■ **EXERCISE INSTRUCTIONS**
Could each entry be returned exactly as it appears?

━━━━━ DATA FOR ANALYSIS ━━━━━

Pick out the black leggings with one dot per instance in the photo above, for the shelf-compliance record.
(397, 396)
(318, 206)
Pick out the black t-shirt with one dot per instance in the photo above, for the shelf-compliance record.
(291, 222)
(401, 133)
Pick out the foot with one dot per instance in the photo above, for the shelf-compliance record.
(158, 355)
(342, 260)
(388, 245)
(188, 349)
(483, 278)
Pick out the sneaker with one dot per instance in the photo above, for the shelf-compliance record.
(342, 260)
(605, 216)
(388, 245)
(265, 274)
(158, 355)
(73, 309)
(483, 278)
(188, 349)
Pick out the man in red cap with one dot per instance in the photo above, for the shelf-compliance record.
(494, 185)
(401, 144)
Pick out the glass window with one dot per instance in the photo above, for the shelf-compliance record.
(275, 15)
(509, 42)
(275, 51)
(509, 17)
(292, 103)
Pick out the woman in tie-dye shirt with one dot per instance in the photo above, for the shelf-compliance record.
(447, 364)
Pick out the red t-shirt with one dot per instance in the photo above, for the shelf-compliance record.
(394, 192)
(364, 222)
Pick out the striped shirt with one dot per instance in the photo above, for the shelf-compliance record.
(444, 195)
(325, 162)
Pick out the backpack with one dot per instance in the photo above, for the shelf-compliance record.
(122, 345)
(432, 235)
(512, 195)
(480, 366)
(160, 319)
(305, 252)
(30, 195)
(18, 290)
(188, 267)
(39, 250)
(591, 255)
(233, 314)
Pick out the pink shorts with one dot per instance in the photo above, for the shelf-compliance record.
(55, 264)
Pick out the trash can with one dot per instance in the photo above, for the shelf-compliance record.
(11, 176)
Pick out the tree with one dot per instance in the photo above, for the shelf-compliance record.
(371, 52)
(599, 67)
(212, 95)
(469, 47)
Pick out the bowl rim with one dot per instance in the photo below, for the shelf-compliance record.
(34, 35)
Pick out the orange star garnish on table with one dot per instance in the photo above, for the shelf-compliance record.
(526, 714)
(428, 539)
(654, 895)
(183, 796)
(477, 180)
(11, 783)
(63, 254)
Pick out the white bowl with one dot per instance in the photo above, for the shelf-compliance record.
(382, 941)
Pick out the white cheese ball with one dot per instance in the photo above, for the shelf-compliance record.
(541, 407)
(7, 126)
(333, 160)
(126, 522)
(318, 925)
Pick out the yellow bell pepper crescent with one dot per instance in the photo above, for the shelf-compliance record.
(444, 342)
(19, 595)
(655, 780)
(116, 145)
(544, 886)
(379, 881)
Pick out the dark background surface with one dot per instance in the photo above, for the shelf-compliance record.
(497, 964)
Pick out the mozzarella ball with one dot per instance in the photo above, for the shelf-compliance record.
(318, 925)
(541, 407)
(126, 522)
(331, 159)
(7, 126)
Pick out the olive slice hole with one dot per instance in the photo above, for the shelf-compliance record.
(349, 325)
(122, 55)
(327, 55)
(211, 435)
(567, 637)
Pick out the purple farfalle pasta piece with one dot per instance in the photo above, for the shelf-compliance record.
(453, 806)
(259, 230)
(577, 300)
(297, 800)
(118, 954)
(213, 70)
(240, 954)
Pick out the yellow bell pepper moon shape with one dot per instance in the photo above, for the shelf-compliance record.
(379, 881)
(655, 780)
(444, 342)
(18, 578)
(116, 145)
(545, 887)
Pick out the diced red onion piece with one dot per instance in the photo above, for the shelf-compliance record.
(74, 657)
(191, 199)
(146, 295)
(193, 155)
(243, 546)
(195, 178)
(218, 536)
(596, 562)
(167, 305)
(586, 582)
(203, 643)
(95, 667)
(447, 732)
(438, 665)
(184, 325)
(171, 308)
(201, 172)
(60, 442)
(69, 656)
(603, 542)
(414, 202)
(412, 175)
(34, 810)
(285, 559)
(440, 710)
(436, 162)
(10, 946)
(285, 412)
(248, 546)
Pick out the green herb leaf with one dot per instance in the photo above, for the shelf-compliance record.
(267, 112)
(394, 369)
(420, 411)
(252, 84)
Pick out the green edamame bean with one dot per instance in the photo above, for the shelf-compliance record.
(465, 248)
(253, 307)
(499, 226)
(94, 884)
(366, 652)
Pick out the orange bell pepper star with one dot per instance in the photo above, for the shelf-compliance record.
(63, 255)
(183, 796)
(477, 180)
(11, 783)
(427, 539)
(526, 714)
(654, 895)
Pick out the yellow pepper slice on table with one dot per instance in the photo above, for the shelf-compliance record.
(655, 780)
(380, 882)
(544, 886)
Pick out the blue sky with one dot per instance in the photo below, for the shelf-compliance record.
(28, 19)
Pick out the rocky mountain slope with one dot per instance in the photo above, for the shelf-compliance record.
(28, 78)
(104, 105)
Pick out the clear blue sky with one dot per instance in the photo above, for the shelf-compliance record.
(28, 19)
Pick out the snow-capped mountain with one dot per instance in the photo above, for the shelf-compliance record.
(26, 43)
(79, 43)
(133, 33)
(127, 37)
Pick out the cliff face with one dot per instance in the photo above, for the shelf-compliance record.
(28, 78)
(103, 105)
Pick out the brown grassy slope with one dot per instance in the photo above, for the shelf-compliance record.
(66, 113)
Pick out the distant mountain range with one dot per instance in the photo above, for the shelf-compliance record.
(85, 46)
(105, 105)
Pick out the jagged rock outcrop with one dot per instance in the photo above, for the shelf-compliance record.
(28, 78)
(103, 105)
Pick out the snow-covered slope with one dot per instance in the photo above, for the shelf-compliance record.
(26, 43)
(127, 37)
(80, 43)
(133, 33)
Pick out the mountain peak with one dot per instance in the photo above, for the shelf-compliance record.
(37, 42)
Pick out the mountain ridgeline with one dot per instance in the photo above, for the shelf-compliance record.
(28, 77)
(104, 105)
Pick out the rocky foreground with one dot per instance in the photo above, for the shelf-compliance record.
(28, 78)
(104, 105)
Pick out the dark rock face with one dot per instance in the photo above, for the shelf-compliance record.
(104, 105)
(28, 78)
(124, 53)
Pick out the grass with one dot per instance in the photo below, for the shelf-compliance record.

━━━━━

■ **ANSWER BOX**
Pick out the black leggings with one dot per instance in the photo above, for the shelf-compliance record.
(397, 396)
(318, 206)
Pick out the black t-shirt with one dot per instance in the photo above, for the shelf-compliance record.
(291, 222)
(401, 133)
Pick out the foot with one dot per instance in the photo above, for the shelf-compliance record.
(158, 355)
(342, 260)
(388, 245)
(188, 349)
(483, 278)
Pick out the sneaker with one dot per instance in the photo above, for the shelf-compliance record.
(342, 260)
(605, 216)
(388, 245)
(265, 274)
(158, 355)
(73, 309)
(483, 278)
(188, 349)
Pick out the man in red cap with one dot per instance in the photo above, for the shelf-compliance record.
(494, 185)
(401, 144)
Pick out the glass window with one dot per instance in the photo above, for the shelf-compliance record.
(275, 15)
(509, 42)
(275, 51)
(509, 17)
(292, 103)
Pick out the woman in tie-dye shirt with one dot per instance in the photo above, for the shelf-compliance record.
(447, 364)
Pick out the red t-shirt with one dot per instance in the photo above, for the shelf-compliance record.
(394, 192)
(364, 222)
Pick out the striped shirt with one dot per instance in the photo above, for the shelf-compliance record.
(444, 195)
(325, 162)
Pick out the backpack with one dot per instance in the photo above, for the shelf-compliance record.
(122, 345)
(432, 235)
(512, 195)
(480, 366)
(160, 319)
(305, 252)
(30, 195)
(18, 290)
(188, 267)
(39, 250)
(591, 255)
(233, 314)
Pick out the pink shorts with one dot per instance in the photo above, for the shelf-compliance record.
(55, 264)
Pick out the trash can with one dot per instance in the photo above, for the shelf-compliance record.
(11, 176)
Pick out the tree with one dot per instance in the photo above, for the shelf-compliance record.
(371, 52)
(599, 67)
(212, 95)
(469, 47)
Pick out the bowl rim with one dot per instance in the photo below, for the shelf-compliance record.
(34, 35)
Pick out the orange star garnish on table with one dot per instance in the photo above, for the shelf-compliance record.
(526, 714)
(428, 539)
(654, 895)
(183, 796)
(477, 180)
(11, 783)
(63, 254)
Pick out the white bowl with one dot per instance in the photo above, for the shelf-compliance record.
(382, 941)
Pick out the white cheese ball with one dot per instance in the photo above, for the shelf-compliance record.
(541, 407)
(7, 126)
(333, 160)
(126, 522)
(318, 925)
Pick out the yellow bell pepper crescent with one dot per instance in the photo above, for the shelf-compliance record.
(444, 342)
(19, 595)
(655, 780)
(116, 145)
(544, 886)
(379, 881)
Pick out the dark background surface with one dot per instance in the photo above, for the shelf-compliance record.
(497, 964)
Pick out the mozzarella ball with one dot per instance in the photo above, for the shelf-compliance record.
(318, 925)
(541, 407)
(126, 522)
(331, 159)
(7, 126)
Pick out the olive slice hole with one dot per instance in the photo above, for the shelf-compliance record.
(349, 325)
(122, 55)
(327, 55)
(211, 435)
(567, 637)
Pick out the purple farfalle pasta piece with one dot per instance in the photo above, for the shelf-compliance record.
(453, 806)
(259, 230)
(577, 300)
(297, 800)
(118, 954)
(213, 70)
(240, 954)
Pick out the yellow bell pepper moon shape with one dot per instance in the photo above, for the shelf-compliance record.
(379, 881)
(655, 780)
(444, 342)
(18, 578)
(116, 145)
(545, 887)
Pick out the diced red onion piece with one dot per instance in the photo above, for the shelf-compliance record.
(74, 657)
(191, 199)
(146, 295)
(193, 155)
(243, 546)
(195, 178)
(218, 536)
(596, 562)
(167, 305)
(586, 582)
(203, 643)
(95, 667)
(447, 732)
(438, 665)
(184, 325)
(171, 308)
(201, 172)
(60, 442)
(69, 656)
(603, 542)
(414, 202)
(412, 175)
(34, 810)
(285, 559)
(440, 710)
(436, 162)
(10, 946)
(285, 412)
(248, 546)
Pick out the green herb leaf with one dot per instance in the photo above, for the shelf-compliance record.
(267, 112)
(394, 369)
(420, 411)
(252, 84)
Pick out the green edamame bean with one dot per instance in the photo above, for the shelf-compliance record.
(465, 248)
(253, 307)
(499, 226)
(94, 884)
(366, 652)
Pick out the orange bell pepper star with one dot per instance in the photo above, for the shelf-compliance record.
(63, 255)
(183, 796)
(477, 180)
(11, 783)
(427, 539)
(526, 714)
(654, 895)
Pick out the yellow pepper slice on table with one dot per instance in the photo above, for the shelf-compliance record.
(655, 780)
(380, 882)
(544, 886)
Pick out the blue sky with one dot per instance in the photo below, for the shelf-compliance record.
(28, 19)
Pick out the rocky mountain slope with one dot per instance in the photo above, for the shelf-compliance record.
(28, 78)
(104, 105)
Pick out the clear blue sky with one dot per instance in the photo above, for the shelf-compliance record.
(28, 19)
Pick out the snow-capped mountain with one dot per instance in the photo above, for the shelf-compliance record.
(26, 43)
(79, 43)
(133, 33)
(127, 37)
Pick out the cliff face with one dot per instance in the photo above, for the shelf-compliance record.
(28, 78)
(103, 105)
Pick out the brown grassy slope with one dot per instance in the photo above, for the shelf-compliance record.
(66, 113)
Pick out the distant mountain range with one dot per instance in the photo above, for the shelf-compliance record.
(85, 46)
(105, 105)
Pick out the jagged rock outcrop with one dot per instance in the photo above, for the shelf-compliance record.
(28, 78)
(103, 105)
Pick out the snow-covered slope with one dot per instance in the photo above, for the shelf-compliance record.
(26, 43)
(127, 37)
(80, 43)
(133, 33)
Pick out the mountain peak with one dot per instance in the photo above, for the shelf-compliance record.
(37, 42)
Pick out the mountain ridgeline with one dot per instance in the photo above, for the shelf-compliance record.
(28, 77)
(104, 105)
Pick out the rocky foreground with one dot per instance in the photo above, for the shelf-compliance record.
(28, 78)
(104, 105)
Pick out the dark rock face with one dot per instance in the photo above, for the shelf-compliance record.
(104, 105)
(28, 78)
(124, 53)
Pick out the grass with one dot per instance in the photo below, for the shelf-compliance record.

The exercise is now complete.